■ Texto fornecido
Bodybuilding – esporte marginal

Bodybuilding não é um esporte olímpico. Para alguns, sequer um esporte é. Frederick C. Hartfield discutiu a aceitação do Bodybuilding como esporte olímpico, sugerindo que os preconceitos históricos contra essa atividade vêm sendo paulatinamente superados. Ben Weider, presidente da International Federation of Bodybuilders (IFBB), solicitou a aceitação do BB como esporte olímpico ao presidente do IOC, Lord Killanin, nos início dos anos 70. A resposta foi violentamente negativa (“over my dead body”). Uma década depois disso, a mesma solicitação foi encarada de forma menos negativa por Avery Brundage, então presidente do IOC. Em meados dos anos 80, Juan Antonio Samarach abriu as portas do IOC para o BB. Finalmente, dia 30 de janeiro de 1998, o IOC atribuiu à IFBB o status de “federação reconhecida” e ao BB, o status provisório de esporte reconhecido.

■ Perguntas a responder
**1)** Segundo o texto sobre o bodybuilding, em que data o IOC deu à IFBB o status de "federação reconhecida"?
**2)** Liste todas as pessoas citadas pelo nome no texto sobre o bodybuilding.
**3)** Prossiga o texto sobre o bodybuilding a partir da última frase.
Os dados não têm papel nenhum aqui.

■ Dados fornecidos
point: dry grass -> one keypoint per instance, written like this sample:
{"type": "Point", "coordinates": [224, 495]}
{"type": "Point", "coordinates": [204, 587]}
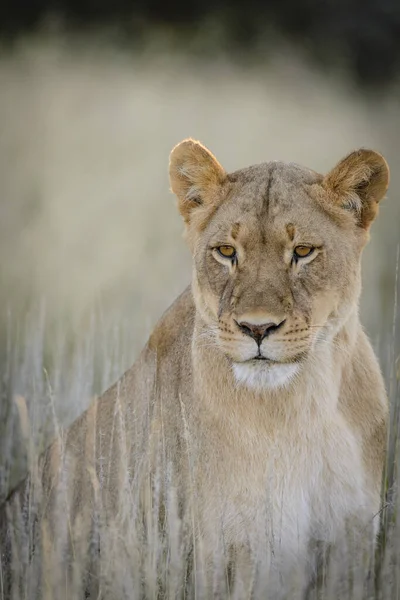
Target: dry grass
{"type": "Point", "coordinates": [94, 254]}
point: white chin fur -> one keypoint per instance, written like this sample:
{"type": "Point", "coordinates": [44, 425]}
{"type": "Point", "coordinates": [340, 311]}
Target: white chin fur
{"type": "Point", "coordinates": [261, 375]}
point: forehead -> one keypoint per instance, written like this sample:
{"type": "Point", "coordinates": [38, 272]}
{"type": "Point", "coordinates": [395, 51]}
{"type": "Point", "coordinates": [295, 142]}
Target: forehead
{"type": "Point", "coordinates": [271, 195]}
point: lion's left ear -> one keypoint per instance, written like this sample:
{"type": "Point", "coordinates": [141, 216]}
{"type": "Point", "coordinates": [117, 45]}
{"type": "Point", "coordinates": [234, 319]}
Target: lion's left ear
{"type": "Point", "coordinates": [358, 183]}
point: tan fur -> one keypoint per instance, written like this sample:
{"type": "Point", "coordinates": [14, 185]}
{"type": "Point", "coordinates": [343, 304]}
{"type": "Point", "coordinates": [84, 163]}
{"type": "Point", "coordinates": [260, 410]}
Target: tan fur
{"type": "Point", "coordinates": [267, 458]}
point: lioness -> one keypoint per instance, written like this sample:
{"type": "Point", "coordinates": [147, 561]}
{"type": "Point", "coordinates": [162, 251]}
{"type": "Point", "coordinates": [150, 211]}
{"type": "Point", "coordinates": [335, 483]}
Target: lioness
{"type": "Point", "coordinates": [252, 428]}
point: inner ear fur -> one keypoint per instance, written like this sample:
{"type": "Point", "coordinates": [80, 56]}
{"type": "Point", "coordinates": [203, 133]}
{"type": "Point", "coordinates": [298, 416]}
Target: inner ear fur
{"type": "Point", "coordinates": [358, 183]}
{"type": "Point", "coordinates": [195, 176]}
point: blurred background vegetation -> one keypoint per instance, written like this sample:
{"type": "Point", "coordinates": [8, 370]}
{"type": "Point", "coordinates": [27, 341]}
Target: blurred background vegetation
{"type": "Point", "coordinates": [93, 95]}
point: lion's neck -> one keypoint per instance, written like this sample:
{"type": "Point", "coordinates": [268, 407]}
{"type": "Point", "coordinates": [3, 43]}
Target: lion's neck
{"type": "Point", "coordinates": [314, 390]}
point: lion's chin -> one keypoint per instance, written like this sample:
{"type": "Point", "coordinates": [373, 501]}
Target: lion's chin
{"type": "Point", "coordinates": [261, 374]}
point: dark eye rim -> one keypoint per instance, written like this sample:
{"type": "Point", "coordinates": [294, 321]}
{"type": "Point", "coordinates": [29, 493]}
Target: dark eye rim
{"type": "Point", "coordinates": [299, 256]}
{"type": "Point", "coordinates": [231, 257]}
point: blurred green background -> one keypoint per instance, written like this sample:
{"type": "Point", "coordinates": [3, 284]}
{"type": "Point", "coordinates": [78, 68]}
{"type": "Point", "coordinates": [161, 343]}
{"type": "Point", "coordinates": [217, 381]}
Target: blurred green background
{"type": "Point", "coordinates": [92, 99]}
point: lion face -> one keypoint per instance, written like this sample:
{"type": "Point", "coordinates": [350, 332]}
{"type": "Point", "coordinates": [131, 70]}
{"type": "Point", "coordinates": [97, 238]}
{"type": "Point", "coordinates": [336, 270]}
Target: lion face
{"type": "Point", "coordinates": [276, 254]}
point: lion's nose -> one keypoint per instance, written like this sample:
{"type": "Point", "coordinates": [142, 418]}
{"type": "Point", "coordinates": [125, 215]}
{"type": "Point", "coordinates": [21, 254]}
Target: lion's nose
{"type": "Point", "coordinates": [259, 332]}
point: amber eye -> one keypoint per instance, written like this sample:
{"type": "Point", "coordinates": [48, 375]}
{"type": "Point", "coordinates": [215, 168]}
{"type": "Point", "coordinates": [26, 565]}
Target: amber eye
{"type": "Point", "coordinates": [227, 251]}
{"type": "Point", "coordinates": [303, 251]}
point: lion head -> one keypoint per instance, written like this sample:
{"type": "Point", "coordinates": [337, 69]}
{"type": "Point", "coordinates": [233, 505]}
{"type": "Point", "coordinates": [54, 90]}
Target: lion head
{"type": "Point", "coordinates": [276, 253]}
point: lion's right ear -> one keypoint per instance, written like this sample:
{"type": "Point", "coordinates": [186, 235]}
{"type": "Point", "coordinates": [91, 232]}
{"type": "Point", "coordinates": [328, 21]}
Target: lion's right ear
{"type": "Point", "coordinates": [195, 177]}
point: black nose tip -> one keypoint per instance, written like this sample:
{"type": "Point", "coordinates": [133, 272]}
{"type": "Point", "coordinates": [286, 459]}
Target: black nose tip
{"type": "Point", "coordinates": [259, 332]}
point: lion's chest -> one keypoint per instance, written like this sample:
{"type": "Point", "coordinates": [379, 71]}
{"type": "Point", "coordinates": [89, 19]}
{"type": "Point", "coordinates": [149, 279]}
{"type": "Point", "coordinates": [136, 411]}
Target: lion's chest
{"type": "Point", "coordinates": [285, 491]}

■ Tarefas resolvidas
**1)** Em 30 de janeiro de 1998.

**2)** Frederick C. Hartfield, Ben Weider, Lord Killanin, Avery Brundage, Juan Antonio Samarach

**3)**
Os argumentos correntes contra o reconhecimento do bodybuilding envolvem duas categorias de preconceitos: o primeiro é ligado ao uso de recursos ergogênicos, particularmente dos esteróides anabolizantes. O segundo diz respeito à natureza não-competitiva da atividade, que tiraria dela o caráter esportivo. O primeiro preconceito ironicamente tem uma relação com a própria marginalidade do esporte: como não é reconhecido como modalidade olímpica, sua prática não é regulamentada e não são aplicados os testes anti-doping que camuflam o uso de bola nos outros esportes (sim, camuflam, quem duvida disso?). O segundo preconceito é tão irracional que consegue ilustrar sem muito disfarce a rejeição a tudo que diz respeito à força em nossa sociedade. Os que defendem esse preconceito acreditam que não existe performance em si no BB: ninguém “executa” uma tarefa qualquer que possa ser medida contra um referencial de desempenho ou adversário contra adversário. De fato: exceto por posar e executar uma coreografia, não há uma ação concorrencial no ato da competição. Quem, no entanto, em sã consciência, consegue defender a idéia de que o BB não é uma atividade de alta performance física? Executada ao longo de meses e anos, cuja única diferença para esportes de ação é que o momento do campeonato não julga a ação, e sim o resultado da performance.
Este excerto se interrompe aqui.